Europe during the Thirty Years’ War in the 17th century was equally horrific. The difference came later as the western half of the continent experienced the Enlightenment. Rules limiting the suffering of warfare, such as the Lieber Code in the United States, began to take hold. The Red Cross was founded in Europe after the Battle of Solferino in 1859, and by the turn of the century, the first Hague Convention had been held. All this passed Russia by as it continued to expand its empire with the same old slaughter into the Caucasus, Central Asia, Siberia and the Far East.
While Europe had been humanizing itself, the Russian Empire was suffering occasional explosions of violence. The insurrection of 1773 led by the Cossack peasant Yemelyan Pugachev prompted Alexander Pushkin to write of “Russian revolt, senseless and merciless.” Such events were often considered to be outbursts of Russia’s mixed heritage. The great writer Maxim Gorky, who knew the impoverished reality of peasant and proletarian circles better than any Bolshevik leader, had no doubts. During the revolution in February 1917, which overthrew the czarist regime, he visited the ruins of the Okhrana headquarters in Petrograd. There, he predicted to the Menshevik Nikolai Sukhanov that the uprising was bound to lead to “Asiatic savagery.”

DATA LINES:
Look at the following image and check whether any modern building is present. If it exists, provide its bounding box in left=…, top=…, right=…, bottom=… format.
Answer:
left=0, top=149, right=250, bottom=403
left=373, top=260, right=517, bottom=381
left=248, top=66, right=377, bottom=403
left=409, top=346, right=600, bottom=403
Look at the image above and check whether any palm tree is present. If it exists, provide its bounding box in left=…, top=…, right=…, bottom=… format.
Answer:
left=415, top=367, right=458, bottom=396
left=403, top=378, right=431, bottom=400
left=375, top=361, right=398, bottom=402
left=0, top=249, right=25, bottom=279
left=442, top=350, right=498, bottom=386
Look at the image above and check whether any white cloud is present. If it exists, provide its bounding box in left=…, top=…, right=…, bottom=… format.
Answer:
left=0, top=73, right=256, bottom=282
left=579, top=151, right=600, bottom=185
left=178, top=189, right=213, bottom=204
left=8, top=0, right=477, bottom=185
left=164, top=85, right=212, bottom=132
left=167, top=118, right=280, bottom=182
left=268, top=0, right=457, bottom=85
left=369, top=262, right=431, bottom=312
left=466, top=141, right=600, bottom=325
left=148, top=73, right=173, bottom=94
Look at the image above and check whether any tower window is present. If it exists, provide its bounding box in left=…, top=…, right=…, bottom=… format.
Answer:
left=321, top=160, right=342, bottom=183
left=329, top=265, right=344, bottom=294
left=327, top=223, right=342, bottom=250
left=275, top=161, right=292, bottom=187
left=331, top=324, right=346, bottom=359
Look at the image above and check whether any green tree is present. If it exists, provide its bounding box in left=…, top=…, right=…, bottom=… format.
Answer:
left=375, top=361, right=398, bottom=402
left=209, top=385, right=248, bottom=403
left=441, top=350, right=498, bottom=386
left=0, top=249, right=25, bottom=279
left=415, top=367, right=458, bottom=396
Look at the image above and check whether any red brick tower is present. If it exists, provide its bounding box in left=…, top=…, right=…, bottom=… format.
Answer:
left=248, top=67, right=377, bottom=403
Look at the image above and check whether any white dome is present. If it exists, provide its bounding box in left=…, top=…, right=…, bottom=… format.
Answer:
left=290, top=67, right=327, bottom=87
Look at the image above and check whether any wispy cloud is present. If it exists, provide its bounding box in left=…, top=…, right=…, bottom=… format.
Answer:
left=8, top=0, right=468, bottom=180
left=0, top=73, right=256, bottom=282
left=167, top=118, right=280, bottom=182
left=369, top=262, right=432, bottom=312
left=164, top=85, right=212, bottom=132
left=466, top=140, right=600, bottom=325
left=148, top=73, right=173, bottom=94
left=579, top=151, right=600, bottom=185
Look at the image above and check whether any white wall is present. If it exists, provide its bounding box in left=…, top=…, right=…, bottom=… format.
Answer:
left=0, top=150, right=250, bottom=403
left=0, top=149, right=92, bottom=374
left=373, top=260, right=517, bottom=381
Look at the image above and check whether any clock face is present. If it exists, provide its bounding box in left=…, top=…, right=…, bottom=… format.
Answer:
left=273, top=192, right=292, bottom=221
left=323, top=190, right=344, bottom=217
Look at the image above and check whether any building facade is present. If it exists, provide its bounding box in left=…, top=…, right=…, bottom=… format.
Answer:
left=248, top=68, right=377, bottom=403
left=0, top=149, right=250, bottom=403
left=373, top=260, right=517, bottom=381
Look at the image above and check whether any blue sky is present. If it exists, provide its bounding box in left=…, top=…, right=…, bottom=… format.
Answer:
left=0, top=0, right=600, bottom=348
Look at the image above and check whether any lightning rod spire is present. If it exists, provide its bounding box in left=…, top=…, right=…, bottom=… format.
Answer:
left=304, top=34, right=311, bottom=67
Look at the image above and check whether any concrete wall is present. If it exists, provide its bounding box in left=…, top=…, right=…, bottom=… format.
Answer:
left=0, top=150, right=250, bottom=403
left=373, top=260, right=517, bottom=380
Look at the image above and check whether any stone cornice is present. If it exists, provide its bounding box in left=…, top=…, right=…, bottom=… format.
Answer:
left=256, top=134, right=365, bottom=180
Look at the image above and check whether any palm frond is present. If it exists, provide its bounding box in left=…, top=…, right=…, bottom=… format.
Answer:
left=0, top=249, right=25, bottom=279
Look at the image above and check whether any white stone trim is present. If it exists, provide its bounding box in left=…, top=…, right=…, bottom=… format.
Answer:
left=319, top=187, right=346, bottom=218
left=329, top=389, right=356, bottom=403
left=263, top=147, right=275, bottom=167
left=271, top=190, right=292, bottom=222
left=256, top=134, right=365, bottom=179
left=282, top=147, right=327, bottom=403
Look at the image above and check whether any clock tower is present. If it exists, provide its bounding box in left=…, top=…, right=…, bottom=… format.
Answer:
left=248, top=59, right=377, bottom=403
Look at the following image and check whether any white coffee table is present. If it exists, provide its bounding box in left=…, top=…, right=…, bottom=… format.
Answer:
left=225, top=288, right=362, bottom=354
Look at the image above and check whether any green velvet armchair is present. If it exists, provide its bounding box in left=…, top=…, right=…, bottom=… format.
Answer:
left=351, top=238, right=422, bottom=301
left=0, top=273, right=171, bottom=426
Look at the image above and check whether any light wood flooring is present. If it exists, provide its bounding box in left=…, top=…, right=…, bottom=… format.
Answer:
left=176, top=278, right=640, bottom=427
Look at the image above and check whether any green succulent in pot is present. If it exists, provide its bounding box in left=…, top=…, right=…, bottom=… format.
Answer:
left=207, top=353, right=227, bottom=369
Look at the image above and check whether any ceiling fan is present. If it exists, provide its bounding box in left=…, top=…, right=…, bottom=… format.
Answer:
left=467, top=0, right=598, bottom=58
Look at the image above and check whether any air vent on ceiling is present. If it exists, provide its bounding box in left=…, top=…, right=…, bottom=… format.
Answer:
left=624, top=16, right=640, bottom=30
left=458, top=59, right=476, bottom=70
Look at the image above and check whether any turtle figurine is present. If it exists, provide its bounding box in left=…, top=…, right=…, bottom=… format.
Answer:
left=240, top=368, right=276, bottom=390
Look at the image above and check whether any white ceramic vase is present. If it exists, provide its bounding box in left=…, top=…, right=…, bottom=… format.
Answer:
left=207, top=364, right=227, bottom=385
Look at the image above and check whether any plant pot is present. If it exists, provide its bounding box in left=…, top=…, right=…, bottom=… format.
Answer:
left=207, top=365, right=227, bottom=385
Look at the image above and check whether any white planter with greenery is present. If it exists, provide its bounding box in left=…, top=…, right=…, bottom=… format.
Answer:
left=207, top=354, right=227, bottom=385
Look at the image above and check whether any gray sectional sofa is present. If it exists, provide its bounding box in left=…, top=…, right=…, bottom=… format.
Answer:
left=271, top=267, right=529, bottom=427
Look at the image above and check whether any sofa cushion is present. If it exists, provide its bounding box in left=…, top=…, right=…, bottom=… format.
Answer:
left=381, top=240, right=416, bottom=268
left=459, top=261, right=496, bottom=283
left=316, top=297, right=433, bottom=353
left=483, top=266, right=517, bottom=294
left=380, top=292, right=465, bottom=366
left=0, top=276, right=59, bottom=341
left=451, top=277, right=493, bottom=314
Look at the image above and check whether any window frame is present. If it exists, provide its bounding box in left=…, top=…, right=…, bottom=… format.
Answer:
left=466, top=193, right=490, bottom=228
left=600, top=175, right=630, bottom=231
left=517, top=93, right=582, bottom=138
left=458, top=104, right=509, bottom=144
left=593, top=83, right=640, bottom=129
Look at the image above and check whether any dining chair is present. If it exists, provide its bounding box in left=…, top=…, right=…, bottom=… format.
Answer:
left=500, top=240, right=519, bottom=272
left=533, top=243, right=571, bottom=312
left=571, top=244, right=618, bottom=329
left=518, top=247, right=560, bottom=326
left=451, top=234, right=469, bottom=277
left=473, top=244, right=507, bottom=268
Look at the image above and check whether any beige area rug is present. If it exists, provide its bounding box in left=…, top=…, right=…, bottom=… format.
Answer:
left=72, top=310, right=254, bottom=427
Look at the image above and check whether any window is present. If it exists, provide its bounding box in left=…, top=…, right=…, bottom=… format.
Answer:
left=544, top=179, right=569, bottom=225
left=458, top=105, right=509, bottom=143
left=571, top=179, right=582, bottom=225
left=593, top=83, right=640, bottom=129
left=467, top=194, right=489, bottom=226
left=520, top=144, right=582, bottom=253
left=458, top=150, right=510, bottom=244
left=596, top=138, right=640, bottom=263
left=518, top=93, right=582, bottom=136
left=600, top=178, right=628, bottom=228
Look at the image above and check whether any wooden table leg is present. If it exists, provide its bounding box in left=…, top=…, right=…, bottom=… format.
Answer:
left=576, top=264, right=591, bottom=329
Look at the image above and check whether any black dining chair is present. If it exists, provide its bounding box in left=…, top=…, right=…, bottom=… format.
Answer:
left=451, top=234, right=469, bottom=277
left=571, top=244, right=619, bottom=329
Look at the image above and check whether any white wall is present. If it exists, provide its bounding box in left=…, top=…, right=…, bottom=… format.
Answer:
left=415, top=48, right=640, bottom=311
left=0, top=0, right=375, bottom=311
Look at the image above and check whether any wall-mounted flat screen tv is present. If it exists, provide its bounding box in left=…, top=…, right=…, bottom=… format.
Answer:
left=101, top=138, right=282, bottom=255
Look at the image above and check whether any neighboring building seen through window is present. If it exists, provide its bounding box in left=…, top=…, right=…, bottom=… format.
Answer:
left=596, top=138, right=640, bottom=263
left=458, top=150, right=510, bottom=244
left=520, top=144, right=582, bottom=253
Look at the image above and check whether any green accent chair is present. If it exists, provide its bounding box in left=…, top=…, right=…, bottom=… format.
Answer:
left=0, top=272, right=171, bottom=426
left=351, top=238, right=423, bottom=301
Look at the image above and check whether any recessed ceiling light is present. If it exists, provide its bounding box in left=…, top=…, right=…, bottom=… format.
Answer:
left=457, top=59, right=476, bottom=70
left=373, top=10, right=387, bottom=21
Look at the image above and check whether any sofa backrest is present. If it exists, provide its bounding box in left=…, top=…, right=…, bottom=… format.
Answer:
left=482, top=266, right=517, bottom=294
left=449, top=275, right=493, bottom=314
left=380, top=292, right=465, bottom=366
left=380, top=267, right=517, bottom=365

TASKS:
(1) Answer these questions from the passage on Russia's history of violence.
(a) Which battle led to the founding of the Red Cross?
(b) Who led the insurrection of 1773?
(c) In Petrograd, the ruins of which organization's headquarters did Maxim Gorky visit?
(2) Carry on the passage on Russia's history of violence after its final sentence.

OUTPUTS IN ORDER:
(1)
(a) The Battle of Solferino in 1859.
(b) The Cossack peasant Yemelyan Pugachev.
(c) The Okhrana.

(2)
During the Russian Civil War that followed, the captain of the Royal Navy destroyer HMS Montrose wrote home from the Crimean coast in 1919. “War has made fiends of the illiterate, simple-minded superstitious Russian peasants, and devils of the reckless, drunken pleasure-loving aristocracy they wish to exterminate,” he recounted. “Both sides are equally barbarous, and the torture applied to prisoners is so inhuman that I cannot write it here. Every man carries a grenade fastened to his tunic button, with which to blow off his own head if captured.” . . .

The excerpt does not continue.